==== RECORDS SHOWN ====

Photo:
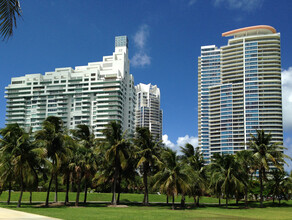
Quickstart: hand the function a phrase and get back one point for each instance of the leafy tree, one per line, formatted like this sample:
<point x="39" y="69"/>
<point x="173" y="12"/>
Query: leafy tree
<point x="51" y="137"/>
<point x="173" y="177"/>
<point x="225" y="171"/>
<point x="9" y="11"/>
<point x="117" y="153"/>
<point x="147" y="153"/>
<point x="265" y="152"/>
<point x="246" y="163"/>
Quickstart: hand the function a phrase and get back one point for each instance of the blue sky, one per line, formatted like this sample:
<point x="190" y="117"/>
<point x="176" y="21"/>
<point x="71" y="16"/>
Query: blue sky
<point x="164" y="42"/>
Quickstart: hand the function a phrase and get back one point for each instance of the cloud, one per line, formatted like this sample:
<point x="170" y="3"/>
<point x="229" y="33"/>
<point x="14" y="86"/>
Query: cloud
<point x="191" y="2"/>
<point x="288" y="145"/>
<point x="245" y="5"/>
<point x="287" y="98"/>
<point x="141" y="58"/>
<point x="180" y="142"/>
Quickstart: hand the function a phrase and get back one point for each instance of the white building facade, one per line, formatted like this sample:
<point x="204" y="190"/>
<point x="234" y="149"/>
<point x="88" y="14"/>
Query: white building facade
<point x="94" y="94"/>
<point x="247" y="97"/>
<point x="148" y="113"/>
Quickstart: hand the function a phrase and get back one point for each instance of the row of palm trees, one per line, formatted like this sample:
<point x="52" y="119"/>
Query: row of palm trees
<point x="140" y="163"/>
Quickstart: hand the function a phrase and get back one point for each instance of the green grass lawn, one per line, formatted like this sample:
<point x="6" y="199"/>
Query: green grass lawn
<point x="105" y="197"/>
<point x="154" y="211"/>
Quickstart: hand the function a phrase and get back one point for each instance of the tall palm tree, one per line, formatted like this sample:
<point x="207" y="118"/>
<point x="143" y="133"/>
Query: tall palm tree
<point x="225" y="172"/>
<point x="147" y="153"/>
<point x="265" y="152"/>
<point x="16" y="143"/>
<point x="193" y="158"/>
<point x="9" y="11"/>
<point x="173" y="177"/>
<point x="51" y="137"/>
<point x="86" y="138"/>
<point x="117" y="153"/>
<point x="245" y="160"/>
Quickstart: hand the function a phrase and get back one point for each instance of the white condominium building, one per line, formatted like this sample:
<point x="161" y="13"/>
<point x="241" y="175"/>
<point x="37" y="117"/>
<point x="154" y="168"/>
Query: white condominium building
<point x="94" y="94"/>
<point x="248" y="95"/>
<point x="148" y="112"/>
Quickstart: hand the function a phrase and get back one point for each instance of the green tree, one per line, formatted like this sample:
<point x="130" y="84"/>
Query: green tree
<point x="246" y="163"/>
<point x="193" y="158"/>
<point x="86" y="138"/>
<point x="23" y="155"/>
<point x="117" y="153"/>
<point x="173" y="177"/>
<point x="9" y="11"/>
<point x="225" y="172"/>
<point x="265" y="152"/>
<point x="51" y="137"/>
<point x="147" y="153"/>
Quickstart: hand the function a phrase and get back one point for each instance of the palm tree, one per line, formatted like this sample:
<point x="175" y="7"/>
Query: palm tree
<point x="117" y="153"/>
<point x="86" y="138"/>
<point x="225" y="172"/>
<point x="147" y="154"/>
<point x="173" y="177"/>
<point x="245" y="160"/>
<point x="194" y="158"/>
<point x="9" y="10"/>
<point x="265" y="153"/>
<point x="51" y="137"/>
<point x="23" y="155"/>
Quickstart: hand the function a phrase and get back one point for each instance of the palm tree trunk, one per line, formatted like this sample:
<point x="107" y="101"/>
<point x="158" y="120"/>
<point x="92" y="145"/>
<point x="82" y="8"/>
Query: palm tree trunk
<point x="198" y="201"/>
<point x="261" y="187"/>
<point x="30" y="197"/>
<point x="182" y="202"/>
<point x="21" y="192"/>
<point x="56" y="188"/>
<point x="9" y="193"/>
<point x="78" y="192"/>
<point x="245" y="196"/>
<point x="49" y="188"/>
<point x="145" y="201"/>
<point x="67" y="188"/>
<point x="85" y="192"/>
<point x="114" y="200"/>
<point x="172" y="202"/>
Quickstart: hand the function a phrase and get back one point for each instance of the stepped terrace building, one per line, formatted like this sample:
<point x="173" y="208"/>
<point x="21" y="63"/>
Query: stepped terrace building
<point x="148" y="112"/>
<point x="94" y="94"/>
<point x="239" y="90"/>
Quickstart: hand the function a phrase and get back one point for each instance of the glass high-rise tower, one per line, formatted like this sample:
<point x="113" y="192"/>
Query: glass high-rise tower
<point x="239" y="90"/>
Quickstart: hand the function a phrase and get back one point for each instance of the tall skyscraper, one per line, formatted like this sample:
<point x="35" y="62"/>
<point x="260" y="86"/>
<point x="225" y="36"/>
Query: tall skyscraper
<point x="148" y="112"/>
<point x="94" y="94"/>
<point x="239" y="90"/>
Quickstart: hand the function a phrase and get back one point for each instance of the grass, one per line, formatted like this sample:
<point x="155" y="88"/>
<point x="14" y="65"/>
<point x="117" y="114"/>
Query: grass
<point x="154" y="211"/>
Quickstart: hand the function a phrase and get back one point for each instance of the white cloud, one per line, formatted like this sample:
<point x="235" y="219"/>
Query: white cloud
<point x="287" y="98"/>
<point x="141" y="58"/>
<point x="191" y="2"/>
<point x="288" y="145"/>
<point x="245" y="5"/>
<point x="180" y="142"/>
<point x="141" y="36"/>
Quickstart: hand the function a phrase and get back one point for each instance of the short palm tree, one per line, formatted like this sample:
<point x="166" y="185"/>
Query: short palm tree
<point x="265" y="152"/>
<point x="9" y="11"/>
<point x="51" y="137"/>
<point x="147" y="153"/>
<point x="173" y="177"/>
<point x="246" y="161"/>
<point x="225" y="172"/>
<point x="117" y="153"/>
<point x="23" y="155"/>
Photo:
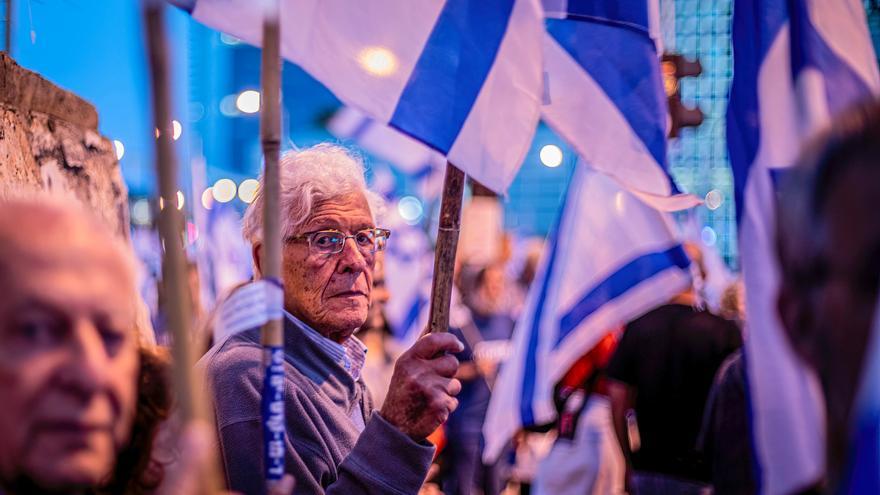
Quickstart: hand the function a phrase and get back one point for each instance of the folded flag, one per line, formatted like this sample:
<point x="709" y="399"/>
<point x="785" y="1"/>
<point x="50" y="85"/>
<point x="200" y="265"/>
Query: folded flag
<point x="610" y="259"/>
<point x="796" y="64"/>
<point x="605" y="93"/>
<point x="463" y="77"/>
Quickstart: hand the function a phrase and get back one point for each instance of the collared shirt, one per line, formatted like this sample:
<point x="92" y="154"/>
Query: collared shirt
<point x="351" y="354"/>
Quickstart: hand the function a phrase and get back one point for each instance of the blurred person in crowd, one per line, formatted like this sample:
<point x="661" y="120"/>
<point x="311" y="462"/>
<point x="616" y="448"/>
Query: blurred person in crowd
<point x="828" y="238"/>
<point x="68" y="348"/>
<point x="376" y="335"/>
<point x="336" y="441"/>
<point x="660" y="375"/>
<point x="585" y="457"/>
<point x="486" y="337"/>
<point x="725" y="438"/>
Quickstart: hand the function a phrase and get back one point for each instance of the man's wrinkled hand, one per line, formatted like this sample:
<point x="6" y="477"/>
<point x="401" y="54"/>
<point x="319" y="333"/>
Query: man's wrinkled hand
<point x="423" y="388"/>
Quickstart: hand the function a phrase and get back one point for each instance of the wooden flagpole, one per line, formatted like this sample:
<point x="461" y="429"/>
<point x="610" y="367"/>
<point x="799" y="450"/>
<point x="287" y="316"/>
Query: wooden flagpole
<point x="272" y="332"/>
<point x="447" y="245"/>
<point x="191" y="401"/>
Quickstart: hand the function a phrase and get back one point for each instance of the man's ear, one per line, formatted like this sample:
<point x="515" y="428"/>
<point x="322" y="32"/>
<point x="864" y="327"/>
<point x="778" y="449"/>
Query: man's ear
<point x="256" y="252"/>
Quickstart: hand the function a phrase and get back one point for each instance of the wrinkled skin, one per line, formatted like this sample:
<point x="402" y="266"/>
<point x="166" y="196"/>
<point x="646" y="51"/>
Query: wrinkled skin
<point x="332" y="294"/>
<point x="68" y="350"/>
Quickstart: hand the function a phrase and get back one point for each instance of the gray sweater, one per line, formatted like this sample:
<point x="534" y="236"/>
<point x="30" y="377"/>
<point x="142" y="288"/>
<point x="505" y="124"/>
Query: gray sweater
<point x="325" y="450"/>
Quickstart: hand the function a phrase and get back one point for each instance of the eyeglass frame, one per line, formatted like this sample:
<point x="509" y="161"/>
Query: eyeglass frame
<point x="308" y="236"/>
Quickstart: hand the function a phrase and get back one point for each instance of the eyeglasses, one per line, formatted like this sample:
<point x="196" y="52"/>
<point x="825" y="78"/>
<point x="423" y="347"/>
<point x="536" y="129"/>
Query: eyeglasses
<point x="332" y="241"/>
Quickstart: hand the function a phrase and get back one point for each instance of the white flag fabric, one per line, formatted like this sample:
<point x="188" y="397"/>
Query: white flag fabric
<point x="610" y="259"/>
<point x="463" y="77"/>
<point x="407" y="154"/>
<point x="605" y="93"/>
<point x="796" y="64"/>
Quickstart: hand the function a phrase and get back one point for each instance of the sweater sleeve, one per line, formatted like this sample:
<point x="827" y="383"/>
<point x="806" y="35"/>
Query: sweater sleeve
<point x="384" y="460"/>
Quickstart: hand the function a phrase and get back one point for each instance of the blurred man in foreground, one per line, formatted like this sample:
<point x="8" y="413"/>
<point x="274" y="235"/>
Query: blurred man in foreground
<point x="660" y="375"/>
<point x="829" y="248"/>
<point x="68" y="348"/>
<point x="336" y="441"/>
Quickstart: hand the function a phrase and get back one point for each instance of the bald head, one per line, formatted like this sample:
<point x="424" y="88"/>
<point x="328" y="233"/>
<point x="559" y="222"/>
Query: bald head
<point x="68" y="348"/>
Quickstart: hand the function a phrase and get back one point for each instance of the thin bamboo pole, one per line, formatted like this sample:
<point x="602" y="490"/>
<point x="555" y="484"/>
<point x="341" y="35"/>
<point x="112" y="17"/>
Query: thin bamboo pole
<point x="272" y="331"/>
<point x="447" y="245"/>
<point x="190" y="399"/>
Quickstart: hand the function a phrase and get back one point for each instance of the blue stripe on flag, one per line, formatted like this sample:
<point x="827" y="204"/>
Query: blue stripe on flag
<point x="412" y="317"/>
<point x="450" y="72"/>
<point x="620" y="61"/>
<point x="527" y="412"/>
<point x="361" y="128"/>
<point x="755" y="25"/>
<point x="618" y="283"/>
<point x="843" y="85"/>
<point x="633" y="13"/>
<point x="530" y="365"/>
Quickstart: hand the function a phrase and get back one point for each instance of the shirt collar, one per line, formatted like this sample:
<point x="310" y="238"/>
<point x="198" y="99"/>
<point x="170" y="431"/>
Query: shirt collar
<point x="351" y="354"/>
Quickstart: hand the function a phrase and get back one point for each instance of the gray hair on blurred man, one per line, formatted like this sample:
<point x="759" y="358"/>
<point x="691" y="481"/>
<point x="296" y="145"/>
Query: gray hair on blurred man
<point x="68" y="347"/>
<point x="336" y="441"/>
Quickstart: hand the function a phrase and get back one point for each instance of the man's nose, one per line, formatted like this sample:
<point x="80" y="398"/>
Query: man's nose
<point x="89" y="366"/>
<point x="351" y="258"/>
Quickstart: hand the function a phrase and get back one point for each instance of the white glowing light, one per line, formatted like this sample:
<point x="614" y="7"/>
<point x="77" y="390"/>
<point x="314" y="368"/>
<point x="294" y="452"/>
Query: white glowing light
<point x="208" y="198"/>
<point x="176" y="130"/>
<point x="551" y="156"/>
<point x="120" y="149"/>
<point x="248" y="101"/>
<point x="714" y="199"/>
<point x="378" y="61"/>
<point x="180" y="201"/>
<point x="140" y="212"/>
<point x="709" y="236"/>
<point x="247" y="190"/>
<point x="223" y="190"/>
<point x="228" y="39"/>
<point x="410" y="209"/>
<point x="227" y="106"/>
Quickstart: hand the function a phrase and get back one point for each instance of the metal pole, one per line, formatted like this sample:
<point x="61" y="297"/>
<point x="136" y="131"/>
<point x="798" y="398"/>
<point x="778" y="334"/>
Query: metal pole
<point x="272" y="332"/>
<point x="8" y="31"/>
<point x="447" y="245"/>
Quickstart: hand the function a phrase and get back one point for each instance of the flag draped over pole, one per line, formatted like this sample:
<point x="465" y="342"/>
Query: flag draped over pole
<point x="271" y="334"/>
<point x="605" y="93"/>
<point x="796" y="64"/>
<point x="610" y="258"/>
<point x="463" y="77"/>
<point x="178" y="310"/>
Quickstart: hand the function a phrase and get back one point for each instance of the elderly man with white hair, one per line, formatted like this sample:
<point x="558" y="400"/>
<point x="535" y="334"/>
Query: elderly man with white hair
<point x="336" y="442"/>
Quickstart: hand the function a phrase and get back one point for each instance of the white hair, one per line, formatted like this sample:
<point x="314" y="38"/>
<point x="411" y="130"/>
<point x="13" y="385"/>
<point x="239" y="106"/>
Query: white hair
<point x="308" y="176"/>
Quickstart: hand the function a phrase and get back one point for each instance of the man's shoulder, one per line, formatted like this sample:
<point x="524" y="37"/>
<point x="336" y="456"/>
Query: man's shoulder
<point x="238" y="354"/>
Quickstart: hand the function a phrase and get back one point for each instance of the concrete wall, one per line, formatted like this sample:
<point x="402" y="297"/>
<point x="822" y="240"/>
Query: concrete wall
<point x="49" y="141"/>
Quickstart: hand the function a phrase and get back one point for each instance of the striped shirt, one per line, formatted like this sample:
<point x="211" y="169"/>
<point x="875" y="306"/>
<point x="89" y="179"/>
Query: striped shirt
<point x="351" y="354"/>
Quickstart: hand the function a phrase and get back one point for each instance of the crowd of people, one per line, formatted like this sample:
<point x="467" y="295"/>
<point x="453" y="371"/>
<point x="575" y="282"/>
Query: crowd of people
<point x="659" y="405"/>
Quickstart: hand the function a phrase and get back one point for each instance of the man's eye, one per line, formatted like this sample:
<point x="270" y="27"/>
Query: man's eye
<point x="113" y="340"/>
<point x="38" y="331"/>
<point x="364" y="239"/>
<point x="326" y="240"/>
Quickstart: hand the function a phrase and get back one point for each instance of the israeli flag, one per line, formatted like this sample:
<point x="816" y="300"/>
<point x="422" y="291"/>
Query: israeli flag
<point x="407" y="154"/>
<point x="605" y="93"/>
<point x="796" y="64"/>
<point x="463" y="77"/>
<point x="610" y="259"/>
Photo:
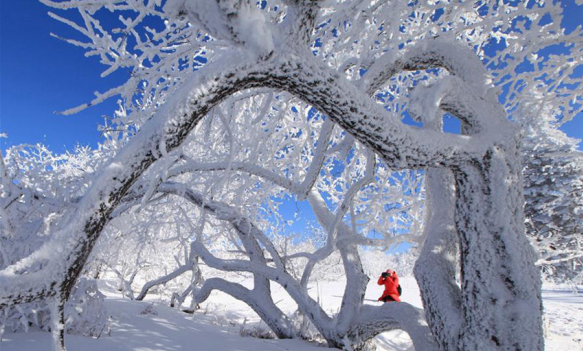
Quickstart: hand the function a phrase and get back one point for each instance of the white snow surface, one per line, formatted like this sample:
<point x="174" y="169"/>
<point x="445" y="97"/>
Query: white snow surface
<point x="152" y="326"/>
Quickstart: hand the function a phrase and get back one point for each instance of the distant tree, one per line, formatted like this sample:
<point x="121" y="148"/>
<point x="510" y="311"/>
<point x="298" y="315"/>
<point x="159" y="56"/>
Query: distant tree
<point x="553" y="166"/>
<point x="361" y="65"/>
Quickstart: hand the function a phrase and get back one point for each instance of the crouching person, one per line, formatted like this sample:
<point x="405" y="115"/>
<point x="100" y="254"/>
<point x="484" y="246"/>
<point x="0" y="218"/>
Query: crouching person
<point x="391" y="282"/>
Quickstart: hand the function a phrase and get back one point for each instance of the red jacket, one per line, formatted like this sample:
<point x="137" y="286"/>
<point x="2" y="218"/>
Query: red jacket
<point x="391" y="283"/>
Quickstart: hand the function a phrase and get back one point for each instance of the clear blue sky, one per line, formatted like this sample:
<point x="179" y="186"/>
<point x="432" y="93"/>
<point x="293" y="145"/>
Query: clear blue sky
<point x="40" y="74"/>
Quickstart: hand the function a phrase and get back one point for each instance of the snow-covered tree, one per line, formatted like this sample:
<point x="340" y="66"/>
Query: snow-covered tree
<point x="362" y="66"/>
<point x="553" y="188"/>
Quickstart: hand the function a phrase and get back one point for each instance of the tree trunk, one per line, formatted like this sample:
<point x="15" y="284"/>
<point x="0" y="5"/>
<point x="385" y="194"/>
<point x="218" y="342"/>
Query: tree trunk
<point x="501" y="301"/>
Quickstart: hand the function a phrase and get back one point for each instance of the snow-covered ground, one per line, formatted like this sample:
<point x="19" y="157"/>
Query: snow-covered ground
<point x="218" y="324"/>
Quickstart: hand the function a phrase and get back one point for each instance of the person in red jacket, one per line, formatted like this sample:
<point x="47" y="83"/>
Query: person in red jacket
<point x="391" y="281"/>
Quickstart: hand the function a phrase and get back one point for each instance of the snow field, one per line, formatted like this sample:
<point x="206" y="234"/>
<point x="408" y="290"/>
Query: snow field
<point x="152" y="326"/>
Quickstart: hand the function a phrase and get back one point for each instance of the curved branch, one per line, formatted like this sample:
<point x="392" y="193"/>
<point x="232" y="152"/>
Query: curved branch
<point x="374" y="320"/>
<point x="262" y="304"/>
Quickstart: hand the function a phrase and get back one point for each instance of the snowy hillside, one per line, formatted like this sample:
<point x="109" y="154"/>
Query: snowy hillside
<point x="219" y="324"/>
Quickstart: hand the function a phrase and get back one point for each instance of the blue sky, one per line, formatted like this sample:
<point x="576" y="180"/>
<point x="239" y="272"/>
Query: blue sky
<point x="40" y="74"/>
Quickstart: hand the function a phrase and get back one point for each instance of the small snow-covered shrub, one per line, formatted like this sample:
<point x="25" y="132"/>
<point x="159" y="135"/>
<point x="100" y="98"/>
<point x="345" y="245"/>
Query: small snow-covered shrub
<point x="85" y="312"/>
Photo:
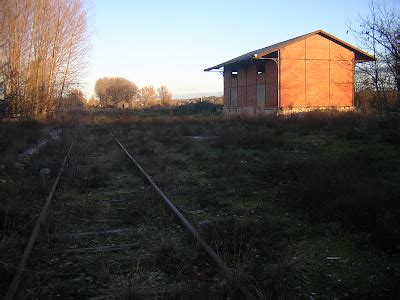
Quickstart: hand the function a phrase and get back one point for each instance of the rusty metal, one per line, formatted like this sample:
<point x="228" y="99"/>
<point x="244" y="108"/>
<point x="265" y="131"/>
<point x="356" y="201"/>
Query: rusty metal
<point x="195" y="234"/>
<point x="35" y="233"/>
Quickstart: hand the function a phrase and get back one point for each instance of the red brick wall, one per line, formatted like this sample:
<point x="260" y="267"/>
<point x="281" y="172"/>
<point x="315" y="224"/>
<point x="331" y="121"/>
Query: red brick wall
<point x="316" y="72"/>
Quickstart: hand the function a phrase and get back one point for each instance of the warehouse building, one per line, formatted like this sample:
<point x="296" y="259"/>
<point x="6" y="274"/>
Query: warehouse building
<point x="308" y="72"/>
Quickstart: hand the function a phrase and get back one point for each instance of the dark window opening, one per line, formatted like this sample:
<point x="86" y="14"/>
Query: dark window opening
<point x="260" y="69"/>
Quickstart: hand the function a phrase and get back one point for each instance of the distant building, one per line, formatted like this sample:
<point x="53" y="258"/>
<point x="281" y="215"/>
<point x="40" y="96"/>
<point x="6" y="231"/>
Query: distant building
<point x="123" y="104"/>
<point x="308" y="72"/>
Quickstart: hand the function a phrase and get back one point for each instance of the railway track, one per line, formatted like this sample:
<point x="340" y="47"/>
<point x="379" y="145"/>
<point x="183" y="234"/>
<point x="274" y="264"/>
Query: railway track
<point x="112" y="236"/>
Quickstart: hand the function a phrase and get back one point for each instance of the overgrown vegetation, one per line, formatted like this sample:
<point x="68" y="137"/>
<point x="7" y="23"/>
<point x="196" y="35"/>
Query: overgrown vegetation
<point x="278" y="195"/>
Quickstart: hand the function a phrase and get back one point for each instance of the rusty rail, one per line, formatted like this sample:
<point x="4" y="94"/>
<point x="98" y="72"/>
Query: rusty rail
<point x="35" y="233"/>
<point x="186" y="224"/>
<point x="195" y="234"/>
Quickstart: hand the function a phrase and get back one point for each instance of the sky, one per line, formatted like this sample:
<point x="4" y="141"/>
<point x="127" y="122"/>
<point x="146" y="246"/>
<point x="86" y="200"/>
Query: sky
<point x="171" y="42"/>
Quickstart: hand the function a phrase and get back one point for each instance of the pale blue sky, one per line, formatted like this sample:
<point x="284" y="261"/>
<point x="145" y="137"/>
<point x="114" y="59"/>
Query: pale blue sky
<point x="171" y="42"/>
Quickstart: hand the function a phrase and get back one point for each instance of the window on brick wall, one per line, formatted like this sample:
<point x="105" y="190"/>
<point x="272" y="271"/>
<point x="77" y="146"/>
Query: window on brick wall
<point x="260" y="69"/>
<point x="234" y="98"/>
<point x="260" y="95"/>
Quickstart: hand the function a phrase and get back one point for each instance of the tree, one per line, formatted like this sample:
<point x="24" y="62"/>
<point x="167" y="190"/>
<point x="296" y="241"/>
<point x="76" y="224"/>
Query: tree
<point x="44" y="46"/>
<point x="112" y="90"/>
<point x="148" y="95"/>
<point x="379" y="33"/>
<point x="164" y="95"/>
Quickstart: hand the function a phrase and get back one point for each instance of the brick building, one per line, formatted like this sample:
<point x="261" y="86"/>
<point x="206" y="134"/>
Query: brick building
<point x="312" y="71"/>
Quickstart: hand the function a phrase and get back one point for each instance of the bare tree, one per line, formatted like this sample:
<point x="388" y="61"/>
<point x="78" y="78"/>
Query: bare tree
<point x="379" y="33"/>
<point x="45" y="44"/>
<point x="164" y="95"/>
<point x="148" y="95"/>
<point x="112" y="90"/>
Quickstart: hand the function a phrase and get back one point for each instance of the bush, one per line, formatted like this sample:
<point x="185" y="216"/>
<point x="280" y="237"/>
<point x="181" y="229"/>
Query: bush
<point x="197" y="108"/>
<point x="346" y="189"/>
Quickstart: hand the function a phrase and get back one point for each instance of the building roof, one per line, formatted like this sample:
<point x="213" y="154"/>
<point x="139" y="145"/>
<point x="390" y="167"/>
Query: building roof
<point x="361" y="56"/>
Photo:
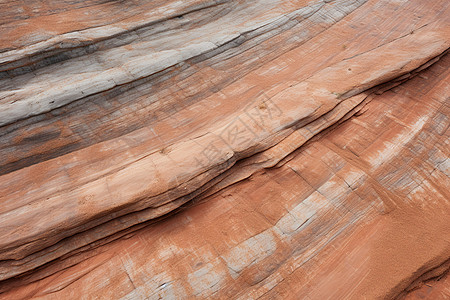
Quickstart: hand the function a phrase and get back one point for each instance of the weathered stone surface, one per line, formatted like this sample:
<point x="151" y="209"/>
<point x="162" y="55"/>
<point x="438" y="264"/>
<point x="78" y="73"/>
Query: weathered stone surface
<point x="306" y="143"/>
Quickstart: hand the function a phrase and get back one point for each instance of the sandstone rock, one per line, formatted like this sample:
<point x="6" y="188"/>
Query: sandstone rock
<point x="273" y="149"/>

====

Reproduce every line of the items from the one containing "the bush, one" through the end of the items, both ends included. Leave the pictures out.

__CORRECT RESULT__
Quickstart: hand the function a phrase and get back one point for each instance of the bush, one per line, formatted like this sample:
<point x="185" y="216"/>
<point x="280" y="237"/>
<point x="181" y="229"/>
Query: bush
<point x="197" y="108"/>
<point x="346" y="189"/>
Quickstart: hand the function a phrase and get back one point for each instance of the building roof, one per line, formatted like this sample:
<point x="213" y="154"/>
<point x="139" y="145"/>
<point x="390" y="167"/>
Query: building roof
<point x="361" y="56"/>
Photo:
Quickstart: hand the function a phrase and get back one point for each instance of the weathered stone surface, one per line, formatted like this sample:
<point x="151" y="209"/>
<point x="162" y="55"/>
<point x="438" y="264"/>
<point x="78" y="73"/>
Query: weathered stone surface
<point x="306" y="143"/>
Quickstart: hand the function a phrase and get back one point for each instance of the sandstone rock, one per line, formatted like this sample:
<point x="6" y="188"/>
Query: sandstone rock
<point x="273" y="149"/>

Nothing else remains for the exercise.